===== Extract
Lynne Rae Perkins (born July 31, 1956) is an American writer and illustrator of children's books.

Her novel Criss Cross, winner of the 2006 Newbery Medal, is a book of vignettes, illustrations, photographs, and poems about a group of four small-town teenagers.

"Writing in a wry, omniscient third-person narrative voice, Perkins deftly captures the tentativeness and incompleteness of adolescence", said Award Committee Chair Barbara Barstow. "In 38 brief chapters, this poetic, postmodern novel experiments with a variety of styles: haiku, song lyrics, question-and-answer dialogue and split-screen scenarios. With seeming yet deliberate randomness, Perkins writes an orderly, innovative, and risk-taking book in which nothing happens and everything happens."

Perkins' picture book Home Lovely was a runner-up for the Boston Globe–Horn Book Award. Her novel All Alone in the Universe was named an ALA Notable Book, a Booklist Editor's Choice, a Bulletin Blue Ribbon Book, and a Smithsonian Magazine Notable Book for Children.

Perkins was born and raised in Cheswick, Pennsylvania, a suburb fourteen miles northeast of Pittsburgh in the Allegheny River Valley. She earned her B.A. at The Pennsylvania State University in 1978 and her M.A. from the University of Wisconsin–Milwaukee in 1981. She currently lives with her husband and two children in Suttons Bay, Michigan.

Works

 Home Lovely, (New York: Greenwillow Books, 1995)
 Clouds for Dinner, (New York: Greenwillow Books, 1997)
 All Alone in the Universe, (Scholastic Books, 2000)
==========
===== Information provided
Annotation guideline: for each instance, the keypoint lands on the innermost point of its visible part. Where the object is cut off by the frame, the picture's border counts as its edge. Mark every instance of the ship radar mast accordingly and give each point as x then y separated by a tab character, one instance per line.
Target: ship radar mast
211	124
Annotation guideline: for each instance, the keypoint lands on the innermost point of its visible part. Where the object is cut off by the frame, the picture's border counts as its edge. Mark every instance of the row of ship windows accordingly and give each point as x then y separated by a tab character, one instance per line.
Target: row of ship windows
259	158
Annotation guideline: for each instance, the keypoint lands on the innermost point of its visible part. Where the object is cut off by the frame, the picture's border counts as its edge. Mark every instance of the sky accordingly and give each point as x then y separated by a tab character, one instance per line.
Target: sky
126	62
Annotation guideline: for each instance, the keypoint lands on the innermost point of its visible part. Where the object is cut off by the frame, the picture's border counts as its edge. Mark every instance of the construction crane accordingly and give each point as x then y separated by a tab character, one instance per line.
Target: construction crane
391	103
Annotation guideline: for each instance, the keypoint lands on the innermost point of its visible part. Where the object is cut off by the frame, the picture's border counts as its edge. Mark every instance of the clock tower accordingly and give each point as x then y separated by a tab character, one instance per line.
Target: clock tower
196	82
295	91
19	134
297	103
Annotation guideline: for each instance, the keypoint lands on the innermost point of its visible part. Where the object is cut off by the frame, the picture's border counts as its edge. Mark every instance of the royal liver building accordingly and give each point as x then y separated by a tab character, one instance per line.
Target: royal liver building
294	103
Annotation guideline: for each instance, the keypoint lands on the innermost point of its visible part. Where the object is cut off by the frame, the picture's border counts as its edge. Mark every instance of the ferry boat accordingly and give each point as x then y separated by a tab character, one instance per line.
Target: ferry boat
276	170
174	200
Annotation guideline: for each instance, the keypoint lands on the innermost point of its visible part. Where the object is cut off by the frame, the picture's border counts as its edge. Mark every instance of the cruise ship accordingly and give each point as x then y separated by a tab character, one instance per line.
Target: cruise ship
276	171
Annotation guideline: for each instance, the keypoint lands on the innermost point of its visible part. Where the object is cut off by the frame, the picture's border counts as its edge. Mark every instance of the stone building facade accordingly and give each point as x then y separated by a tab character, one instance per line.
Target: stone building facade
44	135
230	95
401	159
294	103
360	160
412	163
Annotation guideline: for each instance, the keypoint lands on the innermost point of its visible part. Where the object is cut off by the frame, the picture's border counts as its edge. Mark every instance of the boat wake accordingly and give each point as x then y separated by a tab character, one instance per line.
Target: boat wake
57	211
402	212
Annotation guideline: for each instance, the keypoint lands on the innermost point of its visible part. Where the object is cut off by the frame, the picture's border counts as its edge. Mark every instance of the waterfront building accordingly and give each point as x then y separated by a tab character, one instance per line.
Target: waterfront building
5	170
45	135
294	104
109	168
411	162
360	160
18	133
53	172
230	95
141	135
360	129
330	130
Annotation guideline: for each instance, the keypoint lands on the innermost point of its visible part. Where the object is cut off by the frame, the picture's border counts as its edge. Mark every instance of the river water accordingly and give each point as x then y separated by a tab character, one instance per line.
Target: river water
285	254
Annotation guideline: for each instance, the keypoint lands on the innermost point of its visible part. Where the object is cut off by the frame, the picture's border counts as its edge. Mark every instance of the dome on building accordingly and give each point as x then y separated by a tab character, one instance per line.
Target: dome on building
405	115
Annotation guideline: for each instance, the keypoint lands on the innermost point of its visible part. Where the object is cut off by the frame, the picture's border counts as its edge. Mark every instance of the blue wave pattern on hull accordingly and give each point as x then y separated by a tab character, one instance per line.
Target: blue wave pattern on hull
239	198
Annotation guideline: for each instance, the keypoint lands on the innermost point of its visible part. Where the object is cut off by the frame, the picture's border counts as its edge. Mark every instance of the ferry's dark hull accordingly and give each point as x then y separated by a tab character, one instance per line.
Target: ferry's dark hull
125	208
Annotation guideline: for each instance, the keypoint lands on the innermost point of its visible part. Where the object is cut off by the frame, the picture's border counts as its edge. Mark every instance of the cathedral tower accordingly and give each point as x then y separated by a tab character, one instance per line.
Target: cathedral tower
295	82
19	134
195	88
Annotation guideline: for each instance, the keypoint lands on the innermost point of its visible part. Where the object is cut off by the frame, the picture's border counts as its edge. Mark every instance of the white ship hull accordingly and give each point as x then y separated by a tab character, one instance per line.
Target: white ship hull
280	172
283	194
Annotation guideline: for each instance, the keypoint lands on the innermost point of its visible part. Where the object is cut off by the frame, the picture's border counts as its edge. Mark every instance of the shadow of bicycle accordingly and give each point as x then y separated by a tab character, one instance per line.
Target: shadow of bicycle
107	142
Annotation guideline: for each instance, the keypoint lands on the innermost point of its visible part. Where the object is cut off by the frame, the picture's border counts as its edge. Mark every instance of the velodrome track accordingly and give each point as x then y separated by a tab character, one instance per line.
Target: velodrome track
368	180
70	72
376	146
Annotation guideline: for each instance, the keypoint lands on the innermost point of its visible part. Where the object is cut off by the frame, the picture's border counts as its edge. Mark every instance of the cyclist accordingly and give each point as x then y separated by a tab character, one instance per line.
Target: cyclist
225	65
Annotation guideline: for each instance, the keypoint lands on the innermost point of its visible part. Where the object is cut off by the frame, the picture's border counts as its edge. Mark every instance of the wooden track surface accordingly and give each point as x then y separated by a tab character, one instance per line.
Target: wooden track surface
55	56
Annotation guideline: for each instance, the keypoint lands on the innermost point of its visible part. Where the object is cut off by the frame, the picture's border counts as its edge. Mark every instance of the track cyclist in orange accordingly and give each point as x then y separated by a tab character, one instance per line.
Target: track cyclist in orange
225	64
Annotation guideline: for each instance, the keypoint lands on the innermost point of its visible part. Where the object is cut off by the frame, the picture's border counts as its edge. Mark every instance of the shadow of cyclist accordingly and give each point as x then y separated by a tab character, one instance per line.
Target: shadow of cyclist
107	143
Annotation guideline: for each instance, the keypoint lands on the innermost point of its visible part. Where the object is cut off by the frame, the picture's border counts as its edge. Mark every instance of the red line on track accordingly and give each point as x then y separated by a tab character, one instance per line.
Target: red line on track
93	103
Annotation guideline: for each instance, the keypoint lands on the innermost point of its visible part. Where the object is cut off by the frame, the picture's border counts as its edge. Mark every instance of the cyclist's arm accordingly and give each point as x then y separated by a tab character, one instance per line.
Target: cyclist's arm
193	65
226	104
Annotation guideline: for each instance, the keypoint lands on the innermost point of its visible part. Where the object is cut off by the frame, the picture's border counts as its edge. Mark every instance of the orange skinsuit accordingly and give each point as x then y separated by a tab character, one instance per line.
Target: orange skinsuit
==========
_Written exercise_
Print the portion of the Lynne Rae Perkins text lying between "Her novel Criss" and "four small-town teenagers.", inclusive, without changing a word. The rows have no connection to the text about Lynne Rae Perkins.

_Solution_
Her novel Criss Cross, winner of the 2006 Newbery Medal, is a book of vignettes, illustrations, photographs, and poems about a group of four small-town teenagers.